Exercise: Print the lines below exactly as written, with none missing.

Data to process:
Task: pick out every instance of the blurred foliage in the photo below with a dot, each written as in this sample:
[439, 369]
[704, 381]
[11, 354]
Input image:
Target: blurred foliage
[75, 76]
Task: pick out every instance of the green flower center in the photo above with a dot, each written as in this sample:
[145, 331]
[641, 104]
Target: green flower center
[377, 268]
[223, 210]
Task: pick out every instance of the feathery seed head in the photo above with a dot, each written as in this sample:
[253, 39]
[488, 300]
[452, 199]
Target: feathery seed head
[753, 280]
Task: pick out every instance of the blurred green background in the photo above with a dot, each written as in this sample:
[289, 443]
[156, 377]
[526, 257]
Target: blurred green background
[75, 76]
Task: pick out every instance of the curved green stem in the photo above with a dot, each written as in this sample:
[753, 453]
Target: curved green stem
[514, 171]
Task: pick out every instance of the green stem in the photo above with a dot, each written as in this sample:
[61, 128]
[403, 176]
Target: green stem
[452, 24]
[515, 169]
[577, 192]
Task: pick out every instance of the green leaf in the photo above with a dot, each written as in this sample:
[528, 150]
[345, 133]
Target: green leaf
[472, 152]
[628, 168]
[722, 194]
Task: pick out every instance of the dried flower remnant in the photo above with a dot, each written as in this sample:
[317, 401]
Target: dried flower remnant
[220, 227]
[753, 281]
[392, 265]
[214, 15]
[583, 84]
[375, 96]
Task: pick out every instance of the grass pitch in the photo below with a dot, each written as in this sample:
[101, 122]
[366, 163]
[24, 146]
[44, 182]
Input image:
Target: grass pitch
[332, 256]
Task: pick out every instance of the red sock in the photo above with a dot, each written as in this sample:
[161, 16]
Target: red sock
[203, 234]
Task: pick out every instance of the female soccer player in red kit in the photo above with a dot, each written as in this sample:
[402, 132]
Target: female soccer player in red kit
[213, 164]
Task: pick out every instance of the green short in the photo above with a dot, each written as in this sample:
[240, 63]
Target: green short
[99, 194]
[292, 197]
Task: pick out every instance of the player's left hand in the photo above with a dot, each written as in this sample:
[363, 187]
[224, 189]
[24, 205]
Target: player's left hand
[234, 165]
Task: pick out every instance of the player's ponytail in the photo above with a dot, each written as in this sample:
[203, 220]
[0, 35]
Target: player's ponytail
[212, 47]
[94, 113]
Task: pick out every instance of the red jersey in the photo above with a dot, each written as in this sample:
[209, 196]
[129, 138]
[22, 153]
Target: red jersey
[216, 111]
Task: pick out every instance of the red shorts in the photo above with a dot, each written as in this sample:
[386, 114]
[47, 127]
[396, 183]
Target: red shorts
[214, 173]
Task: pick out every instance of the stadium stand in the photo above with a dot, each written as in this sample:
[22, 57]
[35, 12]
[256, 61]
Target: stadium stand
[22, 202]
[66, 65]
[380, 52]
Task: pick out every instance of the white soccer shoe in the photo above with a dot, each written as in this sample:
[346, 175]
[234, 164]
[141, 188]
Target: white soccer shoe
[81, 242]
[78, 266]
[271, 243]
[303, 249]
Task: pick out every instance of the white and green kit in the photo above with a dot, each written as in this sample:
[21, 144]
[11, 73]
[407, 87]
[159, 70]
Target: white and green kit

Answer for this exercise:
Task: pick out every instance of the blurred foliage in the photo below with a dot, each written as in this sample:
[439, 369]
[704, 381]
[11, 354]
Input image:
Target: blurred foliage
[75, 76]
Task: pick out every instance of the green flower center in the photo above with a dot, each written as in this sample:
[145, 331]
[641, 104]
Target: green flower center
[377, 268]
[223, 210]
Task: pick out every instance of the feathery seed head in the photo above with a dot, each written as in this sample:
[253, 39]
[488, 300]
[452, 199]
Target: feathery seed head
[753, 280]
Task: pick out every instance of the blurred green background in the photo above with a dot, each written as in this sample:
[289, 443]
[156, 377]
[526, 257]
Target: blurred green background
[75, 76]
Task: pick out every instance of the curved green stem in the photo above with a dot, each written as in this sample:
[753, 453]
Target: curved green stem
[514, 171]
Task: pick out every instance of the green stem in the photo above with a dot, each written as in this sample:
[61, 128]
[403, 176]
Target: green stem
[452, 24]
[515, 169]
[577, 192]
Task: pick out every instance of the green leaf in the photo above with a dot, each written as in this sample:
[528, 150]
[345, 133]
Target: green leaf
[472, 152]
[628, 168]
[722, 194]
Task: pick out every instance of the dried flower remnant in the photo above with a dot, each written as in this sample:
[317, 401]
Target: dried flower remnant
[220, 227]
[753, 281]
[392, 265]
[214, 15]
[583, 84]
[375, 96]
Task: pick out every instance of the grass pitch in the photo below with a dot, each written as in this sample:
[101, 122]
[366, 163]
[24, 146]
[44, 182]
Input image:
Target: grass pitch
[332, 256]
Task: pick out every instance of the red sock in the photo above with a dot, each written as in this sample:
[161, 16]
Target: red sock
[203, 234]
Task: pick out every instance of the female soccer player in red kit in the photo above with a dot, each written as in this sample:
[402, 132]
Target: female soccer player in red kit
[213, 164]
Task: pick out every instance of the green short in the photo above with a dot, each written as in this sample:
[240, 63]
Target: green short
[99, 194]
[292, 197]
Task: pick out every instance of the player's left hand in the photo above with a dot, each written as in this sample:
[363, 187]
[224, 189]
[24, 205]
Target: player's left hand
[234, 165]
Task: pick out every instance of the player's ponytail in the photo above with a dot, each written as in this sample:
[203, 220]
[0, 35]
Target: player's ponytail
[212, 47]
[94, 113]
Task: pick out every instance of the red jersey in the photo above with a dot, each written as in this sample:
[209, 196]
[129, 138]
[22, 153]
Target: red jersey
[216, 111]
Task: pick out every instance of the red shorts in the photo above with a dot, each written as in this sample:
[386, 114]
[47, 127]
[396, 183]
Target: red shorts
[214, 173]
Task: pick out every instance of the stadium stand in the photo above with a dot, each written as in this sample:
[22, 57]
[35, 12]
[256, 61]
Target: stadium stand
[22, 202]
[66, 65]
[380, 52]
Task: pick out every instance of the white soccer shoe in the photo above with a dot, each written as in this sample:
[346, 175]
[234, 164]
[141, 188]
Target: white soccer shoe
[81, 242]
[78, 266]
[271, 243]
[303, 249]
Task: pick out every instance of the white and green kit in the photo above with a dot, each written as in this sample:
[21, 144]
[11, 73]
[407, 87]
[159, 70]
Target: white and green kit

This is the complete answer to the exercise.